- STATED PROBLEM
Format the listing below as a two-column CSV with the headers input and response. Each row holds one text from the listing under input and its answer under response, with every field in quotes and line breaks replaced by spaces.

[begin RECORDS SUPPLIED]

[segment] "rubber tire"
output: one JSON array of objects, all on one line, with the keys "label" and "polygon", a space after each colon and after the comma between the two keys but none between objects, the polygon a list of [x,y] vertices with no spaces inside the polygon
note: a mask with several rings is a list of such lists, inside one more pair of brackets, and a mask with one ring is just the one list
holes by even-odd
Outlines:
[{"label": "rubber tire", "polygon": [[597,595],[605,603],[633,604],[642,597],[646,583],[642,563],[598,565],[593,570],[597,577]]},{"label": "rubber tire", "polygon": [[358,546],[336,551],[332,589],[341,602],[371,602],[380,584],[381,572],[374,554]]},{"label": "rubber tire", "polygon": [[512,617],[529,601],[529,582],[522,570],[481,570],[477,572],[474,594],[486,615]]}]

[end RECORDS SUPPLIED]

- WORKED ANSWER
input,response
"[segment] ""rubber tire"" output: one JSON array of objects, all on one line, with the keys ""label"" and ""polygon"", a space after each colon and after the comma between the two keys but none between objects, the polygon a list of [x,y] vertices with no spaces inside the polygon note: a mask with several rings is a list of such lists, inside one more pair of brackets, and a mask with one ring is just the one list holes by even-odd Outlines:","[{""label"": ""rubber tire"", ""polygon"": [[597,595],[605,603],[633,604],[642,597],[646,583],[642,563],[598,565],[593,570],[597,577]]},{""label"": ""rubber tire"", ""polygon"": [[358,546],[336,551],[332,589],[341,602],[371,602],[380,584],[381,572],[374,554]]},{""label"": ""rubber tire"", ""polygon"": [[512,617],[529,601],[529,582],[522,570],[481,570],[477,572],[474,594],[486,615]]}]"